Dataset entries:
──────────

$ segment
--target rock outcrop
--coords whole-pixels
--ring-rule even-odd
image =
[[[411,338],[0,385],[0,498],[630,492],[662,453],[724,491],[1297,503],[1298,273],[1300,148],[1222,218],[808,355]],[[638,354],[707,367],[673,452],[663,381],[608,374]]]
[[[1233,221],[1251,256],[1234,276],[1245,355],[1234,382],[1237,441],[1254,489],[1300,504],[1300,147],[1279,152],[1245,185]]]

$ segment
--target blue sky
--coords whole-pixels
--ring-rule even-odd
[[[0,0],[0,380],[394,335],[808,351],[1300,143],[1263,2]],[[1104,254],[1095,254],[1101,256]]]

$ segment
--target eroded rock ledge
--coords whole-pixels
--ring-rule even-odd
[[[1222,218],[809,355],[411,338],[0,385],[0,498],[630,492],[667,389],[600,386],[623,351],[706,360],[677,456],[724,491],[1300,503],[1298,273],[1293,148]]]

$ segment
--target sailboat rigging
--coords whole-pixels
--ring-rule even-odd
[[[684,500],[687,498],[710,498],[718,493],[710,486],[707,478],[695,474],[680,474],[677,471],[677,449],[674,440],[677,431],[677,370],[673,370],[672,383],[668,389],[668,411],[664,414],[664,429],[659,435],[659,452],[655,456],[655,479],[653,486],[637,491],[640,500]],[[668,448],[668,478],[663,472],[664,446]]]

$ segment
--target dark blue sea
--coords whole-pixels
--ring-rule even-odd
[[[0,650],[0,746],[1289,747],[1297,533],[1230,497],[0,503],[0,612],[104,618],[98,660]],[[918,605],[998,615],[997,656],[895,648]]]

──────────

## PROBLEM DESCRIPTION
Return every entry above with nothing altered.

## THE COMPLETED TASK
$ segment
--target rock outcrop
--coords whole-pixels
--ring-rule even-odd
image =
[[[411,338],[0,385],[0,498],[630,492],[662,453],[724,491],[1297,503],[1298,273],[1300,148],[1222,218],[808,355]],[[638,354],[707,367],[673,452],[663,381],[608,374]]]
[[[1233,221],[1251,256],[1234,276],[1245,355],[1234,382],[1237,441],[1254,489],[1300,504],[1300,147],[1279,152],[1245,185]]]

$ segment
--target blue sky
--coords whole-pixels
--ring-rule even-odd
[[[0,0],[0,380],[394,335],[808,351],[1300,143],[1263,2]],[[1104,254],[1095,254],[1101,256]]]

$ segment
--target eroded rock ledge
--coords whole-pixels
--ring-rule even-odd
[[[1222,218],[809,355],[411,338],[0,385],[0,498],[630,492],[667,389],[600,386],[623,351],[706,360],[677,456],[724,491],[1300,503],[1298,273],[1293,148]]]

$ segment
--target sailboat rigging
--coords whole-pixels
--ring-rule even-odd
[[[684,500],[687,498],[710,498],[718,493],[710,486],[707,478],[695,474],[680,474],[677,471],[677,449],[674,440],[677,431],[677,370],[673,370],[672,383],[668,389],[668,411],[664,414],[664,429],[659,435],[659,452],[655,456],[655,479],[653,486],[637,491],[640,500]],[[668,448],[668,478],[663,472],[664,446]]]

$ segment
--target dark blue sea
--coords whole-pixels
--ring-rule even-odd
[[[0,650],[0,746],[1289,747],[1297,533],[1230,497],[0,503],[0,612],[104,618],[98,660]],[[918,605],[998,615],[997,656],[895,648]]]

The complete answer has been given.